**本文:**
* * * * * * *

インドア派もアウトドア派も必見!本で巡る魅惑の「珍スポット」3選

更新:2021.12.13

旅行に行ってみると、観光地化しているエリアよりもふらりと立ち寄ったところのほうが印象に残っているということがしばしばあります。なかでも「珍スポット」や「B級スポット」と呼ばれる一風変わった観光施設は、くだらないと思いながらもなんとなく足を踏み入れてしまう魅惑のスポットとも言えます。私もいくつかの珍スポットに赴いたことがありますが、まるでタイムスリップしたような不思議な感覚に毎回襲われます。今回は、そんな珍スポットを独自の視点で紹介している3冊をご紹介します。旅行先に困っている方必見(?)ですよ!

ブックカルテ リンク

初級編:全国の珍スポットを概観する

著者
都築 響一
出版日

全国のガイドブックには載っていない「珍スポット」は一体どれくらいあるのでしょうか? この本によると、およそ341ヶ所あるようです。とはいえ、2000年当時(取材そのものは1990年代)の数なので、現在はこの半分くらいしか現存していないと思われます。今からすれば「なんでこんなもの作ったの?」と思わず失笑してしまいそうなものばかりですが、これを大真面目に作ってそこへ赴いていた人々がいたこともまた事実です。フルカラーでかなりのボリュームがある一冊ですが、現代人が忘れている(ブラック・)ユーモアを思い出させてくれる、そんな場所を本で巡ってみてはいかがでしょうか。

ちなみにこちらは西日本編もあるので、東日本と西日本の珍スポットの比較などをしてみても面白いかもしれません。各地の土着性なども垣間見えて文化人類学的にも面白いです、きっと。

中級編:珍スポットのなかの珍スポット・秘宝館に触れてみる

著者
出版日
2009-06-20

秘宝館とは、性風俗や人間の性・生物の性に関する古今東西の文物を収蔵した施設のことを指します。主に蝋人形や大掛かりな機械仕掛けを用いたエンターテイメント系秘宝館(レジャー系秘宝館)と、性風俗に関係した物品を収集・展示したコレクション系秘宝館の二種類に分けられます。

* * * * * * *

**指示 1:** 珍スポット紹介の記事のうち、「インドア派もアウトドア派も必見!本で巡る魅惑の「珍スポット」3選」から「っている方必見(?)ですよ!」までを、両端も含めて一字一句そのまま書き写すこと。
**指示 2:** 珍スポット紹介の記事の続きを、最後の文の後から書き進めること。
リストは使わなくてよい。

**収集データ:**
* * * * * * *

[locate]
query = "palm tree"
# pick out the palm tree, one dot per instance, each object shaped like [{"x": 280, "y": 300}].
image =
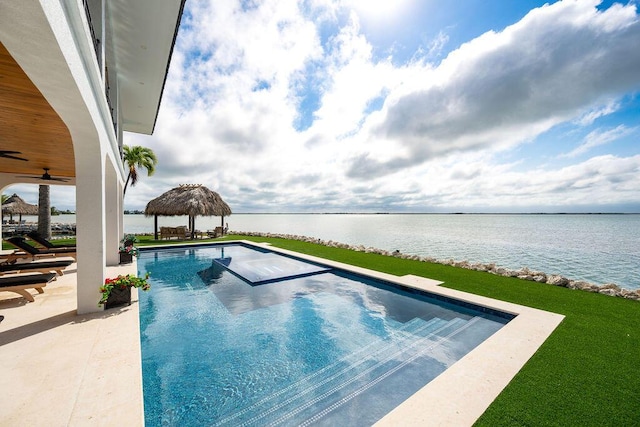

* * * * * * *

**出力 1:**
インドア派もアウトドア派も必見!本で巡る魅惑の「珍スポット」3選

更新:2021.12.13

旅行に行ってみると、観光地化しているエリアよりもふらりと立ち寄ったところのほうが印象に残っているということがしばしばあります。なかでも「珍スポット」や「B級スポット」と呼ばれる一風変わった観光施設は、くだらないと思いながらもなんとなく足を踏み入れてしまう魅惑のスポットとも言えます。私もいくつかの珍スポットに赴いたことがありますが、まるでタイムスリップしたような不思議な感覚に毎回襲われます。今回は、そんな珍スポットを独自の視点で紹介している3冊をご紹介します。旅行先に困っている方必見(?)ですよ!

**出力 2:**
1970年前後に温泉街など大規模な観光スポットを中心に全国で作られるようになり、団体旅行(バスツアー)全盛の1970年代後半から1980年代頃に最盛期を迎えました。主なターゲット層は旅行に来た男性客でしたが、1970年代後半以降になると、男性客だけでなく女性客も視野に入れ、東宝などの映像・舞台美術業者の制作によるアミューズメント型の展示を行う施設なども多く見られるようになりました。

しかし、団体旅行の減少や「クリーン」な社会へとなっていくにつれて、秘宝館は減少の一途をたどるようになります。現在では「秘宝館」の名を持つところは熱海秘宝館のみとなってしまいました(ちなみに私は熱海秘宝館には行ったことがあります)。

この本では2009年当時まで存在していた秘宝館の取材や、失われてしまった秘宝館のグラビア、そして全国の「性地」に関するアレコレを余すとこなく紹介しています。「秘宝館=エッチなところ」とは思わず、意外と奥深い世界を覗き見てみてはいかがでしょうか。

上級編:学術的に「珍スポット」を考察してみる

著者
妙木 忍
出版日
2014-03-21

上でも秘宝館について簡単に紹介しましたが、これを「身体の観光化」という視点から成立過程と消費されてきた実態を考察している一冊です。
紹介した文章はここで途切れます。